- [Exercise] In how many lines of the listing does the string "light" appear? Give only the number.

- [Data in this exercise]

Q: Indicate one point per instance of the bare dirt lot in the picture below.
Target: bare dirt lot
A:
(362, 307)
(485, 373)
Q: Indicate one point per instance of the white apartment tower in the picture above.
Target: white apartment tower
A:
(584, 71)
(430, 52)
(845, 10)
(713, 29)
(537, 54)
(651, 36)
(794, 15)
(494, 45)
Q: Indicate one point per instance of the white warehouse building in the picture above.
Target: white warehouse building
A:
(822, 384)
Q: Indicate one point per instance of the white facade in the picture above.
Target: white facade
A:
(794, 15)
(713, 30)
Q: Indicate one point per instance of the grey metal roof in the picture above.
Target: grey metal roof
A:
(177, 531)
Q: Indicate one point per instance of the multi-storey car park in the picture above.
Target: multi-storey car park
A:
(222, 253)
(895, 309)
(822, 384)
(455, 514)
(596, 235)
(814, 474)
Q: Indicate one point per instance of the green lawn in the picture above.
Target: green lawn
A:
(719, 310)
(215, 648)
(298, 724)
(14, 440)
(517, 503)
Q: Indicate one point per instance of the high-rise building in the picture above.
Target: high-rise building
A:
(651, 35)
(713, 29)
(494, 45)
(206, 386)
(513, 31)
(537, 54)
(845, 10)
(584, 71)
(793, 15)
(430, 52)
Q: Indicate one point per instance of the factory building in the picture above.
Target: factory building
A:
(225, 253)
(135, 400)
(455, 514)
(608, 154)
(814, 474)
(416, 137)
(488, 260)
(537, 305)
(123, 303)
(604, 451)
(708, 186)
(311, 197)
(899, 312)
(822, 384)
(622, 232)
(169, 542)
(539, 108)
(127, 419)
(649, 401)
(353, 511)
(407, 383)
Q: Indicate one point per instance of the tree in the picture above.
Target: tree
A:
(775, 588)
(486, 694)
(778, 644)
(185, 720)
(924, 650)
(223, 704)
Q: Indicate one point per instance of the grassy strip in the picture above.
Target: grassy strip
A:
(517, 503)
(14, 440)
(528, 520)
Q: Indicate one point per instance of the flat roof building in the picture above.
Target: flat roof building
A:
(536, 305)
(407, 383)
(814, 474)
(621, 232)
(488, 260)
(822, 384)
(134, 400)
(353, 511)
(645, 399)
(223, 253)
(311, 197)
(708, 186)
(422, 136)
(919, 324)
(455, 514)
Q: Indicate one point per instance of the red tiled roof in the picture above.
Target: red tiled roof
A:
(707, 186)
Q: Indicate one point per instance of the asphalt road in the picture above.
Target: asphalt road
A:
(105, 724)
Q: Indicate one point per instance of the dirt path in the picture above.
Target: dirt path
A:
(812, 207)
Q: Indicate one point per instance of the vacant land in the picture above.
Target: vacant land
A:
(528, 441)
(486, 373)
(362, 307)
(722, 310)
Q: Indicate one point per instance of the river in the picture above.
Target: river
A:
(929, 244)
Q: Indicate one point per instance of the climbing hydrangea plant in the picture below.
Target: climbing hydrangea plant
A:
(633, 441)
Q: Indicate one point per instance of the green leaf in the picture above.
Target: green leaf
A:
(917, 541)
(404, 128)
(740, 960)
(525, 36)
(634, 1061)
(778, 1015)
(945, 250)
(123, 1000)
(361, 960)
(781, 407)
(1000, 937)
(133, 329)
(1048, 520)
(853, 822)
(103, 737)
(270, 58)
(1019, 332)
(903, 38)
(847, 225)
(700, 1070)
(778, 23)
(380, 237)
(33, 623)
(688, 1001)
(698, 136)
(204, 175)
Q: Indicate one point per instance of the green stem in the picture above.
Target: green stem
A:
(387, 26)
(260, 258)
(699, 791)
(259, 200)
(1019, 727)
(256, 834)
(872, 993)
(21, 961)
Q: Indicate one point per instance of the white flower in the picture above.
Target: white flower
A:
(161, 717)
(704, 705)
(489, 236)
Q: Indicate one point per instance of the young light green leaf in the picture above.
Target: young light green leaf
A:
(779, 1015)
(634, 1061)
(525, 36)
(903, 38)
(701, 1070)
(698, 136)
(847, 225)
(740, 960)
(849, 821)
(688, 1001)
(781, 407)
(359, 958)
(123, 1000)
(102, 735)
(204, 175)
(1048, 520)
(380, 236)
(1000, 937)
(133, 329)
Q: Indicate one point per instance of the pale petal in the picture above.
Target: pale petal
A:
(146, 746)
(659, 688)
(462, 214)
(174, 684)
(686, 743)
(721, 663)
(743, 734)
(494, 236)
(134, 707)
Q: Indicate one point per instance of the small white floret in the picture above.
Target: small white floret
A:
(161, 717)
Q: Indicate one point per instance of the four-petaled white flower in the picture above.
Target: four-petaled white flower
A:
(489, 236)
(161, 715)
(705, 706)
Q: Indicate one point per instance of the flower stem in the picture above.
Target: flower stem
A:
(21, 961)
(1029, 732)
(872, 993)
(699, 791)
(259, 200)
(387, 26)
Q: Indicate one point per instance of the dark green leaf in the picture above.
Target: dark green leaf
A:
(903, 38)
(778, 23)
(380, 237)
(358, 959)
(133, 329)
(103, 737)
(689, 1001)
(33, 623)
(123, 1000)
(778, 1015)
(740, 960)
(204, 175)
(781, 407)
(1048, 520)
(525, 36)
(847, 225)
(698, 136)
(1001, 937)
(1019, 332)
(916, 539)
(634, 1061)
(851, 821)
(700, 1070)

- [Worked solution] 2